From the line containing "Where can the vehicle hood" down to the last line of the records below, copy every line exactly. Leave out everything before it.

[Saved entries]
"""

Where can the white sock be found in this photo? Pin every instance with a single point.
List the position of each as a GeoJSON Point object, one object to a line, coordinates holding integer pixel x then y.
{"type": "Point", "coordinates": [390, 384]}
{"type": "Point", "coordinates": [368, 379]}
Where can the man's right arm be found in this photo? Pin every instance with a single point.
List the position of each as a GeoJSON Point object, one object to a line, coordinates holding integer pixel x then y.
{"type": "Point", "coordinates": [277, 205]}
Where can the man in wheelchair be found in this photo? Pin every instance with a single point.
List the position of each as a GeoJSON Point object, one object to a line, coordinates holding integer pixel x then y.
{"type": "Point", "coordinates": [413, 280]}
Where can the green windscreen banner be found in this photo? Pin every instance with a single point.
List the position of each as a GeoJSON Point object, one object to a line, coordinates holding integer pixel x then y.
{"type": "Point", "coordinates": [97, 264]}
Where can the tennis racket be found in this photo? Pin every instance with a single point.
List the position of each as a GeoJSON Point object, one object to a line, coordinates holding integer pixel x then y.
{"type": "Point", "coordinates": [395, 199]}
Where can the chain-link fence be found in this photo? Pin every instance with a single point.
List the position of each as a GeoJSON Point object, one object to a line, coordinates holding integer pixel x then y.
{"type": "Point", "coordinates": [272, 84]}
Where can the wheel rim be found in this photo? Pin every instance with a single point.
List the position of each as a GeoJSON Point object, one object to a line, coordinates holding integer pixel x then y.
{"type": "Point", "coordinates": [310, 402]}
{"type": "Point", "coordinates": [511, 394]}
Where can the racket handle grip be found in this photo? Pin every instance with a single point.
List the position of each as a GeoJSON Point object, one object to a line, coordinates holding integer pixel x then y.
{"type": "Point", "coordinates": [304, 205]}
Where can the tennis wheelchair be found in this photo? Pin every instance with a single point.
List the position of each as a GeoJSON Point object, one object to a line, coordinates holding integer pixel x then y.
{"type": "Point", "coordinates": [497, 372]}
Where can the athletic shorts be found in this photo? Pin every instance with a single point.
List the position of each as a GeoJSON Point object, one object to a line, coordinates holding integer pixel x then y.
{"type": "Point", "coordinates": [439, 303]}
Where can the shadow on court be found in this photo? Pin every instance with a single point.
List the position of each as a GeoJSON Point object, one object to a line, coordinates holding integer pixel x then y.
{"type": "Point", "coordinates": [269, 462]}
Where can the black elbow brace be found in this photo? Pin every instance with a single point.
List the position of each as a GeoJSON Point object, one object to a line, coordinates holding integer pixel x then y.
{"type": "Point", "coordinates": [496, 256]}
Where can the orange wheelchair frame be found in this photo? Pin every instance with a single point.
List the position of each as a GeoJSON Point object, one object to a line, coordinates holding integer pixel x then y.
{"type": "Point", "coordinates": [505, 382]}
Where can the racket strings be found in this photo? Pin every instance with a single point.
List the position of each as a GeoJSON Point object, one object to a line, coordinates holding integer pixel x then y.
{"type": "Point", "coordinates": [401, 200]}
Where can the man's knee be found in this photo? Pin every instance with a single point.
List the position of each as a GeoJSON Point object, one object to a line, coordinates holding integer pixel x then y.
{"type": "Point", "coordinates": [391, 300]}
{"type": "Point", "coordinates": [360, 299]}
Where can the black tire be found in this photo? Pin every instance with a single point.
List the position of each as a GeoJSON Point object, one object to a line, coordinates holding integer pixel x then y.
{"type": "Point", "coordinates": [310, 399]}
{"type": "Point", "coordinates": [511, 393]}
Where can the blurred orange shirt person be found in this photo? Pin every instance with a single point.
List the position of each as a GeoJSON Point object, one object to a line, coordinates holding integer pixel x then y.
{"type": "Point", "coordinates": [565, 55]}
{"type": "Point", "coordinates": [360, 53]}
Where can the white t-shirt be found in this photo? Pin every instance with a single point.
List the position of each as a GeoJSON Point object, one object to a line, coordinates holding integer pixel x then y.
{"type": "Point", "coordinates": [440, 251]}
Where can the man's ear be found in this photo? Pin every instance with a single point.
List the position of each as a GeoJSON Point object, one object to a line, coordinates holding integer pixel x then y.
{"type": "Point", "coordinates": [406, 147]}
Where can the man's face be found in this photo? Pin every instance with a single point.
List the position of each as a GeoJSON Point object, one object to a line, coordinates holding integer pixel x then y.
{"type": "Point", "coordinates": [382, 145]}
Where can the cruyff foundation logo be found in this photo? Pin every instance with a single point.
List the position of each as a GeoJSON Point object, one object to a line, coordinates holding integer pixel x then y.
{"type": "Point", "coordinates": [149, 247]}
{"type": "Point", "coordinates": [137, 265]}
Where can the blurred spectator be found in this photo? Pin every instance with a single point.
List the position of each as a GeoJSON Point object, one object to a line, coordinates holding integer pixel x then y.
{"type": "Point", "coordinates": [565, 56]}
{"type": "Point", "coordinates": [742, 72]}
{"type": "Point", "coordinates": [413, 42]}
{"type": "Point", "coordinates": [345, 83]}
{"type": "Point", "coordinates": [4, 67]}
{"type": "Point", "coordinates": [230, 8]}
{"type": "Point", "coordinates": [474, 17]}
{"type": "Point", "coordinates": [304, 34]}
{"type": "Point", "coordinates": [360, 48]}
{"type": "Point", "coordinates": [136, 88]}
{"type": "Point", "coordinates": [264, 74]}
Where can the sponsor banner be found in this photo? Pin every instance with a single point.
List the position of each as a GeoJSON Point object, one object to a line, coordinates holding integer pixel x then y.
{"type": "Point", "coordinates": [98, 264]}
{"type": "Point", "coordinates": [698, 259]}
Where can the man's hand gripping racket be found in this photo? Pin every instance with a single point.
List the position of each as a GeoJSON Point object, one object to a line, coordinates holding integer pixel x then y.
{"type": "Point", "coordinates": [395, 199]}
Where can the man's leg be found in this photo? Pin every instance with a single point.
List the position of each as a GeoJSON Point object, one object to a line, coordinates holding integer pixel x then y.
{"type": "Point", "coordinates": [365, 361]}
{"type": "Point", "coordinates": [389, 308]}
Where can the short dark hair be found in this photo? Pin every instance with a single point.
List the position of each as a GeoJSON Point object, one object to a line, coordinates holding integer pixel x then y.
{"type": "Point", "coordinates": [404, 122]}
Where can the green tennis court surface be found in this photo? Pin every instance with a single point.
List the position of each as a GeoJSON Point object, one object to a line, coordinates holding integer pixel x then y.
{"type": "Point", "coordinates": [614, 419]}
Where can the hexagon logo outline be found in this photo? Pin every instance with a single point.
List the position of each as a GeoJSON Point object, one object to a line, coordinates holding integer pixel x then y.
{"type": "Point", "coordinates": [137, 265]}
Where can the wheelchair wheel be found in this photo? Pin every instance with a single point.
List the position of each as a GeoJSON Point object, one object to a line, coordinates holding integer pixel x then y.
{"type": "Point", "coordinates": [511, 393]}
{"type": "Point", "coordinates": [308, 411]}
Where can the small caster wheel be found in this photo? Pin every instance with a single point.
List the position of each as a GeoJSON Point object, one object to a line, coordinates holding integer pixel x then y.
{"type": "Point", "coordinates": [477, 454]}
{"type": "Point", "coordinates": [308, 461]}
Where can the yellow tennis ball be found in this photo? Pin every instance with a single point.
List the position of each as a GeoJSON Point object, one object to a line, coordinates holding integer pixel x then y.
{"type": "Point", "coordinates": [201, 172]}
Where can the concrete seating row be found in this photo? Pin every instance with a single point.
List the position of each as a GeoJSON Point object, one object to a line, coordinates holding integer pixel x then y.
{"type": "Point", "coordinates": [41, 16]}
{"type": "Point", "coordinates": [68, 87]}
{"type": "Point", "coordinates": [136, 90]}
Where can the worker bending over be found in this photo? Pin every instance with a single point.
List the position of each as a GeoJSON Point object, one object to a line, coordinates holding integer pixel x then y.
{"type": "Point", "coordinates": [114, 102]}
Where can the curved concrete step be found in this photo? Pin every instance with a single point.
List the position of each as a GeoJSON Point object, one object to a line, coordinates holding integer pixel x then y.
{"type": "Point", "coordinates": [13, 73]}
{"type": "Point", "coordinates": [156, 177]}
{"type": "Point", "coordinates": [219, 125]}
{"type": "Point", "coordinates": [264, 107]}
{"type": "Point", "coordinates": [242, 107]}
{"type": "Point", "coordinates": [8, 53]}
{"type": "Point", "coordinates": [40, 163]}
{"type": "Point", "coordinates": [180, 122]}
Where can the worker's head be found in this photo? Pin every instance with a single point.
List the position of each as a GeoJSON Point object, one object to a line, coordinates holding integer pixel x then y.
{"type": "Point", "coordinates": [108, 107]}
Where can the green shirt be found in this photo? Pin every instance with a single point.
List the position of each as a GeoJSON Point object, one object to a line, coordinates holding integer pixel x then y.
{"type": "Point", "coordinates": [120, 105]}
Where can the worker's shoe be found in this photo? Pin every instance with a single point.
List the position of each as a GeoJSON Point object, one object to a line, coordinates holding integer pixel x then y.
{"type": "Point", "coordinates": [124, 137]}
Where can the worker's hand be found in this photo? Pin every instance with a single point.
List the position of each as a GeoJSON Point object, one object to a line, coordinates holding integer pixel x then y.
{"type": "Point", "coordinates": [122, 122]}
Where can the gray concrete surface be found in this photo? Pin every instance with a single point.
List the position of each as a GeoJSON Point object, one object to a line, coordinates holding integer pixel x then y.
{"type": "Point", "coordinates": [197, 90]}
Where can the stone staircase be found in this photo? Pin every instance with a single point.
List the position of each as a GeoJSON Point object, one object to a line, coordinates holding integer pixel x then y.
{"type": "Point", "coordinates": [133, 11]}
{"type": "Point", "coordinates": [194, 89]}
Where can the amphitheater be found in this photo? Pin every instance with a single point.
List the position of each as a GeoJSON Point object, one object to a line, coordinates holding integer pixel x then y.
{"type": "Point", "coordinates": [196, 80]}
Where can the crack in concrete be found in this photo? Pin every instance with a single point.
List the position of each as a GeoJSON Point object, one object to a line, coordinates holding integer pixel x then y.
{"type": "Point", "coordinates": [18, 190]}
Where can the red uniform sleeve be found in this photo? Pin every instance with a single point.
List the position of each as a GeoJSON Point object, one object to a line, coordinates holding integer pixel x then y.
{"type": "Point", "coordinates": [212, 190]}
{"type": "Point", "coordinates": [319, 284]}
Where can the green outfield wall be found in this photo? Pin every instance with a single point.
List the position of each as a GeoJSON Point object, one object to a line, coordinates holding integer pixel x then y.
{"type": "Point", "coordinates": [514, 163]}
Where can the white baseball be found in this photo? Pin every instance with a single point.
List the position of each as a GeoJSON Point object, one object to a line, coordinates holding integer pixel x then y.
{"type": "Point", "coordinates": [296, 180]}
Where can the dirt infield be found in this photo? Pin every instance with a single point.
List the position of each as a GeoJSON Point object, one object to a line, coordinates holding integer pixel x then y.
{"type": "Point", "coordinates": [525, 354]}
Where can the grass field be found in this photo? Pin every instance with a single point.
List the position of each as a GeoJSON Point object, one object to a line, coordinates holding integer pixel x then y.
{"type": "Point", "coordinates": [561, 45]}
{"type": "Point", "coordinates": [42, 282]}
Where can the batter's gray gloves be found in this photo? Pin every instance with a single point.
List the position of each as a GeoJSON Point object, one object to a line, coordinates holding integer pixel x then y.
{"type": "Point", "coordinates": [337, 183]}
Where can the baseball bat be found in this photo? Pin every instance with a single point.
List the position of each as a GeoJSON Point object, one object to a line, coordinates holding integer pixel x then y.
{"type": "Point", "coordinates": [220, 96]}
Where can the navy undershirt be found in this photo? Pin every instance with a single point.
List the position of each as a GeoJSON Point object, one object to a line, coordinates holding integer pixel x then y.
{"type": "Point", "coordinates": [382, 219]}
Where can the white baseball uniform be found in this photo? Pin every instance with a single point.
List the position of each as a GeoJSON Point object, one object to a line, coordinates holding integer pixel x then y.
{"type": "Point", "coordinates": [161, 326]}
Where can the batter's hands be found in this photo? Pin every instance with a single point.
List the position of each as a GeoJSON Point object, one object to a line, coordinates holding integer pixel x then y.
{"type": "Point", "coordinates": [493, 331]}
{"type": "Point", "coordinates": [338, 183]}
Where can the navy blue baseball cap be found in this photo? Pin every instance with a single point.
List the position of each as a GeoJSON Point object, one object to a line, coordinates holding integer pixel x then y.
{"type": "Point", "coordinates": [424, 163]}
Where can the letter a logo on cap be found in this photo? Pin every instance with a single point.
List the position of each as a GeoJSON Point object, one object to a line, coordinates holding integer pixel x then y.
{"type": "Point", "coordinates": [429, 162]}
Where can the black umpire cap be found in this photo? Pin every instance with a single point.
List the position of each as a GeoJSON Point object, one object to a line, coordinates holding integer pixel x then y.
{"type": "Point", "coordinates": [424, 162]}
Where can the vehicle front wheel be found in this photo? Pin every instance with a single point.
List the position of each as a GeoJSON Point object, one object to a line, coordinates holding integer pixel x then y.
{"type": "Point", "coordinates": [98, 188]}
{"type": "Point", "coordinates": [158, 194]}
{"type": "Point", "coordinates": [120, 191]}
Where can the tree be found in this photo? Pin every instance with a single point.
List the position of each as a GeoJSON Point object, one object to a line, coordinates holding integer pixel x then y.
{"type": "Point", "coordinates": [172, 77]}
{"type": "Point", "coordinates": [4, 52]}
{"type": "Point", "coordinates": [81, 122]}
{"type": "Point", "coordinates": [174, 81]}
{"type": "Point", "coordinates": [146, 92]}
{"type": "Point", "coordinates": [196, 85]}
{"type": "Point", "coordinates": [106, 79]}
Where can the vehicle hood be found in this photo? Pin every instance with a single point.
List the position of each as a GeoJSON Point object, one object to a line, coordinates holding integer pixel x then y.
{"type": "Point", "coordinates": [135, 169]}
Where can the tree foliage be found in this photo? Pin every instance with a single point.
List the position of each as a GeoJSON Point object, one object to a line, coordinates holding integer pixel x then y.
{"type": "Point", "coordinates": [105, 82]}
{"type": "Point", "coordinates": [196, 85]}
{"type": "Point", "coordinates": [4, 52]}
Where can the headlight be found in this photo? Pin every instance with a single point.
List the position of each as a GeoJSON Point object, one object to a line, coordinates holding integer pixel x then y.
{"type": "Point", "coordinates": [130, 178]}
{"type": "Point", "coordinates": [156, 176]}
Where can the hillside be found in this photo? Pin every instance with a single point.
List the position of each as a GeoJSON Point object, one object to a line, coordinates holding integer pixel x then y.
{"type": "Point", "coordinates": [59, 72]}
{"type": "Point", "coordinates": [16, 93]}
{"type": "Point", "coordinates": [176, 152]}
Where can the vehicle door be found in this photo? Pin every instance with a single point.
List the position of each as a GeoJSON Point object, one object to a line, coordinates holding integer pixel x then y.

"""

CORRECT ANSWER:
Where can the vehicle hood be found in this photo? Pin every instance with a single point.
List the position of each as a GeoJSON Point object, one object to a line, coordinates holding integer pixel x then y.
{"type": "Point", "coordinates": [135, 169]}
Where can the tree foliage be found in this photo? Pin every instance with a single point.
List the position of each as a GeoJSON Point object, one object to a line, coordinates holding integer pixel x then y.
{"type": "Point", "coordinates": [105, 82]}
{"type": "Point", "coordinates": [196, 85]}
{"type": "Point", "coordinates": [4, 52]}
Where can the headlight be found in this photo? Pin every instance with a single point.
List the position of each as a GeoJSON Point object, one object to a line, coordinates holding integer pixel x then y.
{"type": "Point", "coordinates": [130, 178]}
{"type": "Point", "coordinates": [156, 176]}
Where can the hillside be found in this photo? Pin every instance with a single point.
List the position of each as a GeoJSON Point object, one object to a line, coordinates holding integer pixel x then y.
{"type": "Point", "coordinates": [59, 72]}
{"type": "Point", "coordinates": [16, 93]}
{"type": "Point", "coordinates": [176, 152]}
Where can the vehicle door be found in this photo? Pin every instance with a single point.
List the position of each as a GeoJSON Point object, one object to a line, coordinates holding integer pixel x then y.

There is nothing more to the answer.